- _Exercise directions_
Go through the records below and show every line with the string "market".

[Referring expression data]
______

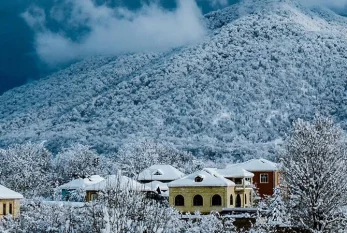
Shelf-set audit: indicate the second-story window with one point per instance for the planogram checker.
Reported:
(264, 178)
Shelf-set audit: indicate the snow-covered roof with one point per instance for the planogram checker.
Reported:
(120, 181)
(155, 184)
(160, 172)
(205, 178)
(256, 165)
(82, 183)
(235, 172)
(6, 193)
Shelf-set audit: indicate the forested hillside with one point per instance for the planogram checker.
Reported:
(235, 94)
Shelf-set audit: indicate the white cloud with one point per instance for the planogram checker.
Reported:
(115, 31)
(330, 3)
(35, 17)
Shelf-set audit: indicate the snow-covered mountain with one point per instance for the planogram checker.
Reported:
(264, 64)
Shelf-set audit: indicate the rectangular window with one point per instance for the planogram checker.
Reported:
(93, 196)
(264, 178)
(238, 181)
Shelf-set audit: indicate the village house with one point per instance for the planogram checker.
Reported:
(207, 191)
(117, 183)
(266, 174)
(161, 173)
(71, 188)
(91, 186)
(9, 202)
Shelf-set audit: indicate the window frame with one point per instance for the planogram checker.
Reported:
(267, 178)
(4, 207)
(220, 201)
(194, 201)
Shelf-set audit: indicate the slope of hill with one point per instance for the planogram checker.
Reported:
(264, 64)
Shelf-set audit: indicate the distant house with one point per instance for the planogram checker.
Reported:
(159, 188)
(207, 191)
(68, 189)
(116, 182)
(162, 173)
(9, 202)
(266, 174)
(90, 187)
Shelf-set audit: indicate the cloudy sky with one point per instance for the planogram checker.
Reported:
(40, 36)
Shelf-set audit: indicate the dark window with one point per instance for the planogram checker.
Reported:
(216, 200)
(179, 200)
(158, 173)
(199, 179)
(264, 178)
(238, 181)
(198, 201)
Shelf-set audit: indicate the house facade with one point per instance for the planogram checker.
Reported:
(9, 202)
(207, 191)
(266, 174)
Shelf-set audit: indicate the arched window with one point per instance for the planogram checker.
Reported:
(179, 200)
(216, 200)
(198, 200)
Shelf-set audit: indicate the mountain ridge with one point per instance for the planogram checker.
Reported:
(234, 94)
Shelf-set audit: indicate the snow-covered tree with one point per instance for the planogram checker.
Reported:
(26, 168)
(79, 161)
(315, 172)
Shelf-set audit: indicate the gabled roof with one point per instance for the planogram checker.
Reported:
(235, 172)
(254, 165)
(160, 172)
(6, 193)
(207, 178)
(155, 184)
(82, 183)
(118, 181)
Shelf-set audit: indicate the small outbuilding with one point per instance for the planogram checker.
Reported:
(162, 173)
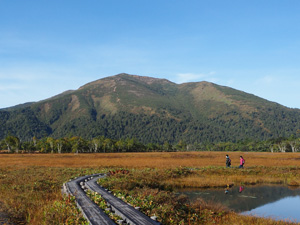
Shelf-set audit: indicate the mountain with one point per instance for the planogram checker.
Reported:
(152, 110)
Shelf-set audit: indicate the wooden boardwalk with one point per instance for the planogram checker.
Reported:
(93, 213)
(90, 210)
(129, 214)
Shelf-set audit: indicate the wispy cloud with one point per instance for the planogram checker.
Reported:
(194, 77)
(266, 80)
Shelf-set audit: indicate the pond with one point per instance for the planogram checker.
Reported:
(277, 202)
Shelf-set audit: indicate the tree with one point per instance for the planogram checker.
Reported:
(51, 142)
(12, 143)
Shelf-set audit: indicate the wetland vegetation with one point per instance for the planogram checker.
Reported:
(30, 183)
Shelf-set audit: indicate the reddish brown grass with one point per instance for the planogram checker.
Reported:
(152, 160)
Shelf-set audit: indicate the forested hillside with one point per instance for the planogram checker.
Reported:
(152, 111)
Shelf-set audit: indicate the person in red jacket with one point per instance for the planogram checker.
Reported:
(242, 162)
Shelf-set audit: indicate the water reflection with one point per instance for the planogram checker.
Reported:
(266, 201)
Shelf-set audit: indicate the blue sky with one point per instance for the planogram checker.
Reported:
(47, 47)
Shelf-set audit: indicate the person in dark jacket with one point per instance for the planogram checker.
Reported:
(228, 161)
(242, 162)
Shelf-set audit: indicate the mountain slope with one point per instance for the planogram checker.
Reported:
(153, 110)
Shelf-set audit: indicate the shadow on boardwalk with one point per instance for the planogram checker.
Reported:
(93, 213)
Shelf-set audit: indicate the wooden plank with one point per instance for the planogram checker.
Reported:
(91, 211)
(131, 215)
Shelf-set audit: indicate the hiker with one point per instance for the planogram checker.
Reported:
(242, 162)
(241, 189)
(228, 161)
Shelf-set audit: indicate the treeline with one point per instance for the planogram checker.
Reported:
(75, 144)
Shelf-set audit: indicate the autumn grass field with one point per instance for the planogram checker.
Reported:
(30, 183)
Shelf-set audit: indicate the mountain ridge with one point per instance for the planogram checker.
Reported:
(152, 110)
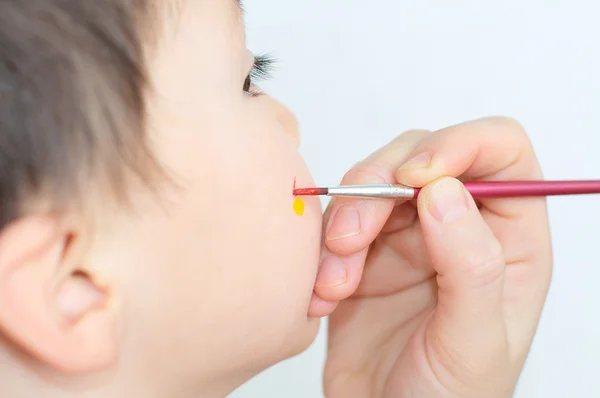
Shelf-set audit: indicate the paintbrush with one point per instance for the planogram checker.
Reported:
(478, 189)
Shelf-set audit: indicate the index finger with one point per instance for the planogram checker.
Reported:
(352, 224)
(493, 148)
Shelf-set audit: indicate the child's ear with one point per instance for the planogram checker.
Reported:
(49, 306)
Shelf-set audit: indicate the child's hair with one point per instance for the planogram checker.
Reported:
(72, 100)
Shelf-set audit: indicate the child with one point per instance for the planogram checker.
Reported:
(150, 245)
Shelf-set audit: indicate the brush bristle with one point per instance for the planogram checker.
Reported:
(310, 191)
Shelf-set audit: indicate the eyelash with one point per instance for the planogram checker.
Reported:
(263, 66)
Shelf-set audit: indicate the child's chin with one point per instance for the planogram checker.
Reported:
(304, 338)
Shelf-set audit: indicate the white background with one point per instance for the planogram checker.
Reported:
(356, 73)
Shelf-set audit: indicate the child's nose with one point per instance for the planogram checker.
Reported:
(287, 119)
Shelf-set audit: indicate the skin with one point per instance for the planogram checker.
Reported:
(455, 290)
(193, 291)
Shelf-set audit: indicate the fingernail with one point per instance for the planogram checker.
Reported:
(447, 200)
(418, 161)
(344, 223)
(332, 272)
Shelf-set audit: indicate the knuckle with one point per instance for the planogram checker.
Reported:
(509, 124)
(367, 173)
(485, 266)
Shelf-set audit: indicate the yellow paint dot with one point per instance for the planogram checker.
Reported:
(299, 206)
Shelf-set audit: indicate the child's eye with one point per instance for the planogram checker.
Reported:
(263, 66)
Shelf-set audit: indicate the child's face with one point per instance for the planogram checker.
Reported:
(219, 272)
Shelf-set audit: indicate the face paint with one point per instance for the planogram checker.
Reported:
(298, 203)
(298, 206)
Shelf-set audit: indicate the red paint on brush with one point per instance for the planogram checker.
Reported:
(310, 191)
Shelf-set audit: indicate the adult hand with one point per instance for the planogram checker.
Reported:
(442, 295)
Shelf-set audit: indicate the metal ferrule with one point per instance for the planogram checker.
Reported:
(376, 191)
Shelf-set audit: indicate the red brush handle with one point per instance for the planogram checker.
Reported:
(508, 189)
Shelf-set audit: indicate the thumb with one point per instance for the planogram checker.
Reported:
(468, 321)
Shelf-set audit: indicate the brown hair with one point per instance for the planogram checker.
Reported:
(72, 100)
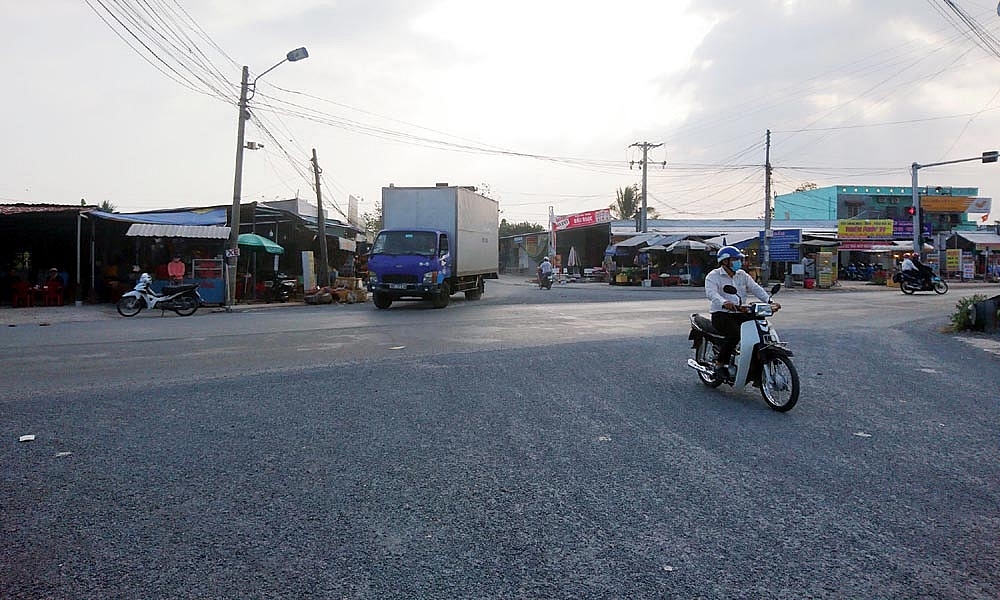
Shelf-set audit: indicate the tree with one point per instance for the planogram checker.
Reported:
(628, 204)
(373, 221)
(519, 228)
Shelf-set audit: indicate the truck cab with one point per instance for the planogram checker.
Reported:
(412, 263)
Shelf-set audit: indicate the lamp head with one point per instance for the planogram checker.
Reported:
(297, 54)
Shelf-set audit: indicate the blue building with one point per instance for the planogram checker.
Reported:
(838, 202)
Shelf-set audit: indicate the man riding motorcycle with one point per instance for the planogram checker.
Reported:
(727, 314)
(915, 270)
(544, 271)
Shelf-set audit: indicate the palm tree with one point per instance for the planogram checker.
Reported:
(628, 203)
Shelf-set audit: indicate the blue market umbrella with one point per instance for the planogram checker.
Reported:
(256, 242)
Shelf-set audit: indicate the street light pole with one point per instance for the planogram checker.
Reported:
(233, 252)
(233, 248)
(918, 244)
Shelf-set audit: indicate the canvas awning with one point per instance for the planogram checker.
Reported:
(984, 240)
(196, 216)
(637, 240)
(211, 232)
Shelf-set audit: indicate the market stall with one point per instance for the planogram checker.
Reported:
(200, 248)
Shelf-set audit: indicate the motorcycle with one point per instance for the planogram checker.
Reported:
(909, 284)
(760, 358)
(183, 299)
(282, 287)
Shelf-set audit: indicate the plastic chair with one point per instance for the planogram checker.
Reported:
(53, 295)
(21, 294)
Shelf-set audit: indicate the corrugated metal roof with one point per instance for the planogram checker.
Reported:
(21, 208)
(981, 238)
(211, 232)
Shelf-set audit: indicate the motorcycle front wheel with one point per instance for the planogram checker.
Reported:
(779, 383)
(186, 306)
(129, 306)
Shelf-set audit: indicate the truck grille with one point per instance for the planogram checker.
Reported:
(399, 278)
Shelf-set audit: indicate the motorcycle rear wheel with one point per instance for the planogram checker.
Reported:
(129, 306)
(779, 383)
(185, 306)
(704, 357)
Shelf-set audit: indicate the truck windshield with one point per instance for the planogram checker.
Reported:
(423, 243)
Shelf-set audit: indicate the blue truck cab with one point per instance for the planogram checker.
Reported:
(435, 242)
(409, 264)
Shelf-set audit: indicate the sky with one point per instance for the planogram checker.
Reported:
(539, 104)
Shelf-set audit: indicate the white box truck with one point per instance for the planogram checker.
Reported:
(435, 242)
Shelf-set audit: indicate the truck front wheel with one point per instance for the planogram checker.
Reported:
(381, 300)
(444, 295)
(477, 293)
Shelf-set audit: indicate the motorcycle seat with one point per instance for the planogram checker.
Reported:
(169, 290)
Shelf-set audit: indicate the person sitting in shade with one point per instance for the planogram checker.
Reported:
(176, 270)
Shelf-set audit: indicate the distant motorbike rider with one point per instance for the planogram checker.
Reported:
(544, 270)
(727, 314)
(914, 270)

______

- _Response to the task_
Shelf-set audit: indicate the blue market umbrella with one point per instance for the planogram checker.
Shelf-set audit: indicate the market stall with one point per instance for the planogram checker.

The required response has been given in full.